## EXERCISE INSTRUCTIONS
Word for word, restate every line of the material.
********
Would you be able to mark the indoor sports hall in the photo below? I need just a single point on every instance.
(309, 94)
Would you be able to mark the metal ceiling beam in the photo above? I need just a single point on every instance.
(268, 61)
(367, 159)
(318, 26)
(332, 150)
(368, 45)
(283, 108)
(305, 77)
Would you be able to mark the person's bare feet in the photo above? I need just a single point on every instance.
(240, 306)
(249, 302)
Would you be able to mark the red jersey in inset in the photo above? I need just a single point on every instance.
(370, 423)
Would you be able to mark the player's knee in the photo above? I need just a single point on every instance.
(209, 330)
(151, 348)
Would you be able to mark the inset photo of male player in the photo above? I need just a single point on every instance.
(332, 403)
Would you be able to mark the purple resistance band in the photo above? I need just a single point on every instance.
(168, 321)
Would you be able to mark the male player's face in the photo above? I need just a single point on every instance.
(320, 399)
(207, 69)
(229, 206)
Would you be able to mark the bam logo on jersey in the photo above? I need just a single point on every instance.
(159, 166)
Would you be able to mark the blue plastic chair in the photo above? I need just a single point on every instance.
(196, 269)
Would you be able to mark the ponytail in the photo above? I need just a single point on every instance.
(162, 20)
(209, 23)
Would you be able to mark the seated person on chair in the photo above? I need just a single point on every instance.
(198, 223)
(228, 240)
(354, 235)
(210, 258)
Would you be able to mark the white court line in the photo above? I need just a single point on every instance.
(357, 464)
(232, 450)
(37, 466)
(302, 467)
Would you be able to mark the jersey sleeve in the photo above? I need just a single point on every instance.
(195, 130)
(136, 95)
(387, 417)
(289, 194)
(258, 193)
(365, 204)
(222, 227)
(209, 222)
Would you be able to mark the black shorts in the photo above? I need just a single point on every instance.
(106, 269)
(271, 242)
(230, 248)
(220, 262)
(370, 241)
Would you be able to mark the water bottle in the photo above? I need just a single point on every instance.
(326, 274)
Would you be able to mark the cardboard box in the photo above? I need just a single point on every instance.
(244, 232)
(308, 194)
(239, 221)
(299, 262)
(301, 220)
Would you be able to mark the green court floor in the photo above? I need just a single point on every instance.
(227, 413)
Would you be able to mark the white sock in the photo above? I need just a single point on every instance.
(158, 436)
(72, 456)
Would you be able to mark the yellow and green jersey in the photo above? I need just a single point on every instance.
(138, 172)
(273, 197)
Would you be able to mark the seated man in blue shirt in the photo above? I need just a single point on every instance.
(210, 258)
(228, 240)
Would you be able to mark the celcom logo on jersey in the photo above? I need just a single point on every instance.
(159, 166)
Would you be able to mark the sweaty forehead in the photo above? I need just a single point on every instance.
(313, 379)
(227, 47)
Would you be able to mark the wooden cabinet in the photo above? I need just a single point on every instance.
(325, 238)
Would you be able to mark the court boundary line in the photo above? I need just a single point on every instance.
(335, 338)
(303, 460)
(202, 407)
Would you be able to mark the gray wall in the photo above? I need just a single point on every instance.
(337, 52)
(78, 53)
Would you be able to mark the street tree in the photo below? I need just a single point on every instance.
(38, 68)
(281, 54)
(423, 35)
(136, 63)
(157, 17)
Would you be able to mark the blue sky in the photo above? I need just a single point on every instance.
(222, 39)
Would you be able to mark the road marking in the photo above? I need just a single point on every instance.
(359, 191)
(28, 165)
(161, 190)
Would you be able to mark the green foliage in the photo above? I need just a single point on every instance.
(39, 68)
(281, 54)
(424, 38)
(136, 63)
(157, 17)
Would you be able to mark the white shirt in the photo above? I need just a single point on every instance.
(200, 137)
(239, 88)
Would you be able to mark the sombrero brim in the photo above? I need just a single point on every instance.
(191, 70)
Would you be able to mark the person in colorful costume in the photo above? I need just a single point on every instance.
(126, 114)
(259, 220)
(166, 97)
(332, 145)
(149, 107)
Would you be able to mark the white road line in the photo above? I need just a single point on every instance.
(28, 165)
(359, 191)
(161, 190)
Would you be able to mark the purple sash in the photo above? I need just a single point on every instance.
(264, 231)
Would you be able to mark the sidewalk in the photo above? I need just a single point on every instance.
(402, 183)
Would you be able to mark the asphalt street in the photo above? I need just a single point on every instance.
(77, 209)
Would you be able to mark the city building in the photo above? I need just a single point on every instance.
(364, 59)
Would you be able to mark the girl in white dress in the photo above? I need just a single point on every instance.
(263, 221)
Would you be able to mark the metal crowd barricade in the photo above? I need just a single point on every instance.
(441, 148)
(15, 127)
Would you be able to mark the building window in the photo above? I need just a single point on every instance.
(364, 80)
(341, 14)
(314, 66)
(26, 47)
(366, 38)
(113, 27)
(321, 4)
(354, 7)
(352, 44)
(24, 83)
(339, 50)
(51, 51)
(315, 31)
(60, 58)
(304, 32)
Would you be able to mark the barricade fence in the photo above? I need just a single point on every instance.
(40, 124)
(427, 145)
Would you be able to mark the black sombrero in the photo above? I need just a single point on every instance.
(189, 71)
********
## TASK OUTPUT
Would you be able to mark the indoor sports hall in the photo below? I need just a single point on every instance.
(309, 94)
Would you be able to mark the metal ceiling beam in the photo above? I need just a single point on every instance.
(268, 61)
(367, 159)
(318, 26)
(332, 150)
(368, 45)
(283, 108)
(305, 77)
Would you be able to mark the person's bare feet in the photo above? I need just a single point on every instance.
(240, 306)
(249, 302)
Would you be able to mark the red jersey in inset in the photo above? I need just a single point on every instance.
(370, 423)
Would you be able to mark the player's knee in the photo above? I need just a single point on every instance.
(209, 330)
(151, 348)
Would you be able to mark the inset photo of male player in the photo above? I need just a single point on every instance.
(332, 403)
Would you be able to mark the purple resistance band in the photo above? I need just a single point on every instance.
(168, 321)
Would you be able to mark the male player's face in the photo above? I need just a single point on every instance.
(320, 399)
(207, 69)
(229, 206)
Would you be able to mark the bam logo on jersey in the photo above? I need just a single point on every instance.
(159, 166)
Would you be able to mark the blue plastic chair in the photo above? I need just a single point on every instance.
(196, 269)
Would you be able to mark the ponytail in the photo above? I need just a single point on every instance.
(162, 20)
(209, 23)
Would you be able to mark the seated person on chair in the photo above? I need just a single point on every instance.
(198, 223)
(228, 240)
(354, 235)
(210, 258)
Would you be able to mark the white court line in the photo above? I need just a single point on every instance.
(357, 464)
(232, 450)
(37, 466)
(302, 467)
Would you be able to mark the jersey sleeve in the photo above? I need just a single point on every instance.
(195, 130)
(136, 95)
(387, 417)
(289, 194)
(258, 193)
(365, 204)
(222, 227)
(209, 222)
Would you be able to mark the black shorts in the photo above? I need just a single point on every instance.
(106, 269)
(271, 242)
(230, 248)
(220, 262)
(370, 241)
Would you be able to mark the water bottle in the photo above? I need just a single point on every instance.
(326, 274)
Would you be able to mark the cardboard box in the photo above? I need just a single point on every instance.
(244, 232)
(308, 194)
(239, 221)
(299, 262)
(301, 220)
Would you be able to mark the green court floor in the photo above? I need just a single point on every instance.
(227, 413)
Would you be able to mark the white sock in the photo above? I need just a single point on every instance.
(158, 436)
(72, 456)
Would you be able to mark the yellow and green jersey in the photo above? I need just a single point on every instance.
(138, 172)
(273, 197)
Would you be able to mark the seated man in blue shirt in the photo above? I need just a single point on every instance.
(210, 258)
(228, 240)
Would you be able to mark the celcom logo on jersey in the photo above? I need just a single point on every instance.
(159, 166)
Would you be able to mark the sweaty forehead in the photo above? I need just a single point on every instance.
(313, 379)
(227, 47)
Would you be able to mark the wooden cabinet in the photo above? I need just a single point on every instance.
(325, 238)
Would you be able to mark the court boundary line in the photo above? I need just a single point on every instance.
(335, 338)
(303, 460)
(202, 407)
Would you be able to mark the gray wall in the photo above? I need just a single point on every instance.
(337, 52)
(78, 53)
Would you be able to mark the street tree in the photo below? I need just a single point on every instance.
(38, 68)
(281, 54)
(423, 35)
(136, 63)
(157, 17)
Would you be able to mark the blue sky in the photo above? I need just a single point on every instance.
(222, 39)
Would you be able to mark the road marking in the photo above? I need just a single point on every instance.
(359, 191)
(28, 165)
(161, 190)
Would you be able to mark the green foliage in the photo above? I need just a single point on every instance.
(39, 68)
(281, 54)
(424, 38)
(136, 63)
(157, 17)
Would you be able to mark the white shirt in the photo above? I need just a single point on every instance.
(200, 137)
(239, 88)
Would you be able to mark the sombrero brim in the photo above? I need just a single point on every instance.
(191, 70)
Would you be able to mark the person in colorful costume in the photo above? I need just a single point on every instance.
(126, 114)
(259, 220)
(166, 97)
(332, 145)
(149, 107)
Would you be able to mark the white road line in the photo above? I need just a single point on every instance.
(28, 165)
(359, 191)
(161, 190)
Would you be able to mark the purple sash in the photo above? I need just a single point on every instance.
(264, 231)
Would you be able to mark the sidewalk in the photo above? I need just a single point on every instance.
(402, 183)
Would you be able to mark the asphalt street in the photo above? I need just a single point on every instance.
(77, 209)
Would you be able to mark the city building in the photo above? I need just a single point on every instance.
(364, 59)
Would you be able to mark the girl in white dress in the photo above? I need just a single point on every instance.
(263, 221)
Would you be able to mark the metal crowd barricade in the photo above? I need just a single point on every instance.
(441, 148)
(15, 127)
Would you be able to mark the building window in the photo above? I need just a single point on every instance.
(364, 80)
(341, 14)
(314, 66)
(26, 47)
(366, 38)
(113, 27)
(321, 4)
(354, 7)
(352, 44)
(24, 83)
(339, 50)
(51, 51)
(315, 31)
(60, 58)
(304, 32)
Would you be able to mark the barricade fence in the photo above? I need just a single point on every instance.
(40, 124)
(427, 145)
Would you be able to mark the black sombrero in the photo above? I need just a single point on every instance.
(189, 71)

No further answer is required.